▶ [Stated goal]
Locate each line in the rows below that contains the word "ring" and copy those lines.

# # #

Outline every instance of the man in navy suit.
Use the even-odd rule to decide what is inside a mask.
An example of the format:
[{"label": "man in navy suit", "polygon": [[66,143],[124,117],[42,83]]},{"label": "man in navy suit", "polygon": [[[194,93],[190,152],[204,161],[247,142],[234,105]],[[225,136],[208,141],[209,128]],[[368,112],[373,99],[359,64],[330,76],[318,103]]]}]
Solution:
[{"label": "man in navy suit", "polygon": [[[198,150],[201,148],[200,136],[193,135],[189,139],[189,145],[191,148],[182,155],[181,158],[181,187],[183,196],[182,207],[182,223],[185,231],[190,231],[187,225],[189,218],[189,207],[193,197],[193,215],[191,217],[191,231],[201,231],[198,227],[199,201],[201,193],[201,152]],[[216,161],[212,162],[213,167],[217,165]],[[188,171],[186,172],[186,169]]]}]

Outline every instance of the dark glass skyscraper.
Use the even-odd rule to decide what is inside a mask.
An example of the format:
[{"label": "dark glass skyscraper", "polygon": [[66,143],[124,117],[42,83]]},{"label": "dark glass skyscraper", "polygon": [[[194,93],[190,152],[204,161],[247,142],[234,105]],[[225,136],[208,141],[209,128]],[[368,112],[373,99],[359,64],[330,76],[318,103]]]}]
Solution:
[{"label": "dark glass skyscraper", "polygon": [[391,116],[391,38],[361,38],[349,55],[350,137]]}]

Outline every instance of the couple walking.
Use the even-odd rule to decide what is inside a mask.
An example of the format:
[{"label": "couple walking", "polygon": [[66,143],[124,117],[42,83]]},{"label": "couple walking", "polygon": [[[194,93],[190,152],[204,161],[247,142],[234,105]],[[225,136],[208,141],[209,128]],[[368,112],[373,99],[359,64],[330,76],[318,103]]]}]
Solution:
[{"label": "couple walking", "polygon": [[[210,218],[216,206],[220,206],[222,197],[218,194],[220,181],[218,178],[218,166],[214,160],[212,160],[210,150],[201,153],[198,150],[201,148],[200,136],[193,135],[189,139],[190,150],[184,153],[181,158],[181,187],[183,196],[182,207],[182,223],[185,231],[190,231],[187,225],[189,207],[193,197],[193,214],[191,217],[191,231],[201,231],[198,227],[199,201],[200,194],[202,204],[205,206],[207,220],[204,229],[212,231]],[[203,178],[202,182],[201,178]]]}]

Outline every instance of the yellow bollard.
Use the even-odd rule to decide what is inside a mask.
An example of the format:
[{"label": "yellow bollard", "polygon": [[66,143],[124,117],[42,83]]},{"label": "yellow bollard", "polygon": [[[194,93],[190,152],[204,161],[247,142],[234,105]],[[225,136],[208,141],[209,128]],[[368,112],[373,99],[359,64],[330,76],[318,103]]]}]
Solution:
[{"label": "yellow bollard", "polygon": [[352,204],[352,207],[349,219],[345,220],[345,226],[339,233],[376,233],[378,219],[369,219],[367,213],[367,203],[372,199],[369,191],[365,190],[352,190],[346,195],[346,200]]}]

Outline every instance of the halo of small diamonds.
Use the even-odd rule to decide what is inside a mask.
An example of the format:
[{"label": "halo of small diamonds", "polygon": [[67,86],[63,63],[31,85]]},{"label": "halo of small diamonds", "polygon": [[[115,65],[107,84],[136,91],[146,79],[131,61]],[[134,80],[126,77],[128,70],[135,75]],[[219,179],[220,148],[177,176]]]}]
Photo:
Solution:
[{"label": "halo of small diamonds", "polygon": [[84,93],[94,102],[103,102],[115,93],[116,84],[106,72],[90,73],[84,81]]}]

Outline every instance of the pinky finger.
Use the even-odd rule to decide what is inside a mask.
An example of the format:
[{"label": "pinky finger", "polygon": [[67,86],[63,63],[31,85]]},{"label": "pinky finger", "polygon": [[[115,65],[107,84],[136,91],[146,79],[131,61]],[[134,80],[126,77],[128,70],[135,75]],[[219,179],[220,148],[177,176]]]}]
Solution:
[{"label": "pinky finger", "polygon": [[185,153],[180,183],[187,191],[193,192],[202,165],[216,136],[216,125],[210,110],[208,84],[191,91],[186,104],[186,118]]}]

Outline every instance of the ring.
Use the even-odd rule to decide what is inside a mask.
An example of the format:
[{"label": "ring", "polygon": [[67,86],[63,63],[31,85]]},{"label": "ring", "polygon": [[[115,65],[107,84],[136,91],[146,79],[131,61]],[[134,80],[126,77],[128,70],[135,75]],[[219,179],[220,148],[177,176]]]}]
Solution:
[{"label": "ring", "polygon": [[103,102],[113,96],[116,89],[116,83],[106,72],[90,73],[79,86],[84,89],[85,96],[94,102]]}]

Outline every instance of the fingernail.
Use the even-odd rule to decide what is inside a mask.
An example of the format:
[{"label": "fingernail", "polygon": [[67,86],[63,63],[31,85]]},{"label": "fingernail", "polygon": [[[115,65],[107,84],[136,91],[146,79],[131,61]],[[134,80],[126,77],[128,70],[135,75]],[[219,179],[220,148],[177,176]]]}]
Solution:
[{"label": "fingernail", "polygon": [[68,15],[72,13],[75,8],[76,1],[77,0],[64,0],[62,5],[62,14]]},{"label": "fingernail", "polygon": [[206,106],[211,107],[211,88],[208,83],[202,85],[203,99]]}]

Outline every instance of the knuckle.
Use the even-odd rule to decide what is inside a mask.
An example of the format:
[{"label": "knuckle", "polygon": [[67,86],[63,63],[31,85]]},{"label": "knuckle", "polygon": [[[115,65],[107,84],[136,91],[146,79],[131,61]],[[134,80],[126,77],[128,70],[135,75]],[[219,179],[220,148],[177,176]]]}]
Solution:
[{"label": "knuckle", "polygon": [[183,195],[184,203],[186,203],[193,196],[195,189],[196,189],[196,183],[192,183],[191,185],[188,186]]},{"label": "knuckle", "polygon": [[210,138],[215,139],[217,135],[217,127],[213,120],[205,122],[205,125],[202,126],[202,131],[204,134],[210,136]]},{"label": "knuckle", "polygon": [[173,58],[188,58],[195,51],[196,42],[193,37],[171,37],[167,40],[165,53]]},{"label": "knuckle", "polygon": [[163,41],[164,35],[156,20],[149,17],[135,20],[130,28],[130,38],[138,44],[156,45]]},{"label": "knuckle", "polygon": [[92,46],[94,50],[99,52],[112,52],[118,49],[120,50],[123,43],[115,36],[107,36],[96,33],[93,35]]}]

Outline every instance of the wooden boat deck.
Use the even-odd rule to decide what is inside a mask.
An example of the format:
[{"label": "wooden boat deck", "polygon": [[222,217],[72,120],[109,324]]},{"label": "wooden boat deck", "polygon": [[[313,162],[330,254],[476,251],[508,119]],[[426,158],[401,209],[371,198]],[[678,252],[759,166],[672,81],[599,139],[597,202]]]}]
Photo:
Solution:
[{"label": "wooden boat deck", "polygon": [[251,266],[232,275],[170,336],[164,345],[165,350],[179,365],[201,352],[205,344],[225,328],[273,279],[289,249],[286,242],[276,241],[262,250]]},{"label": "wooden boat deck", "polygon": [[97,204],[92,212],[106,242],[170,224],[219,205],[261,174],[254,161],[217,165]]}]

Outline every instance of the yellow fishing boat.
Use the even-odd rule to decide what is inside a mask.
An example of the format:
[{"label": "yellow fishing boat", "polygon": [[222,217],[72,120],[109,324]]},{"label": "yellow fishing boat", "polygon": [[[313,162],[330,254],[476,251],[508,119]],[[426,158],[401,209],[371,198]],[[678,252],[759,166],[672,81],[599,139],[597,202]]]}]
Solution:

# # #

▶ [Problem solution]
Outline every instance of the ring.
[{"label": "ring", "polygon": [[67,86],[63,63],[31,85]]},{"label": "ring", "polygon": [[[115,65],[107,84],[136,91],[146,79],[131,61]],[[134,80],[126,77],[128,70],[135,75]],[[219,179],[220,148],[177,176]]]}]
[{"label": "ring", "polygon": [[103,102],[113,96],[116,89],[116,83],[106,72],[90,73],[79,86],[84,89],[85,96],[94,102]]}]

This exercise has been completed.